> _TASK INSTRUCTIONS_
The required output is the exact sequence of lines from the line holding "task: segment the <item>apple tree</item>" to the end of the records, inclusive.

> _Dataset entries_
········

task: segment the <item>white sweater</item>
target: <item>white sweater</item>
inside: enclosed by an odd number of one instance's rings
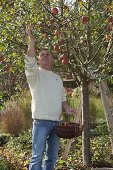
[[[32,95],[32,118],[59,121],[66,101],[60,76],[38,67],[34,57],[26,57],[25,73]]]

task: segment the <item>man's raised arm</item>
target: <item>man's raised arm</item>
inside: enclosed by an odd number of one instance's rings
[[[25,57],[25,69],[27,69],[27,72],[31,74],[30,72],[34,72],[34,69],[37,67],[37,61],[35,58],[35,38],[32,34],[33,26],[30,24],[26,28],[26,33],[28,36],[28,49],[27,49],[27,55]]]
[[[37,60],[35,58],[34,46],[35,38],[32,35],[32,26],[29,25],[26,29],[28,35],[28,49],[25,57],[25,74],[30,87],[33,89],[37,78]]]
[[[27,28],[26,28],[26,33],[28,35],[28,50],[27,50],[27,56],[28,57],[34,57],[35,55],[35,38],[32,34],[32,29],[33,29],[33,26],[32,25],[29,25]]]

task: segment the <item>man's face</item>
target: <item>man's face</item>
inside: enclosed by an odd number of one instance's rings
[[[48,50],[43,50],[38,58],[39,64],[46,70],[51,70],[53,66],[53,56]]]

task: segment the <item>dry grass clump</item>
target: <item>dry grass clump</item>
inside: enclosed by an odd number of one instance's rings
[[[23,91],[18,96],[13,96],[5,103],[1,112],[1,131],[18,135],[28,130],[32,125],[31,96],[29,91]]]
[[[22,132],[22,114],[15,101],[8,101],[2,110],[1,129],[3,132],[18,135]]]

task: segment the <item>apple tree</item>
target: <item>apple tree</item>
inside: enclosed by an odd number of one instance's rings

········

> _ANSWER TO THIS TASK_
task: segment the <item>apple tree</item>
target: <item>apple tree</item>
inside: enclosed by an odd number of one instance's rings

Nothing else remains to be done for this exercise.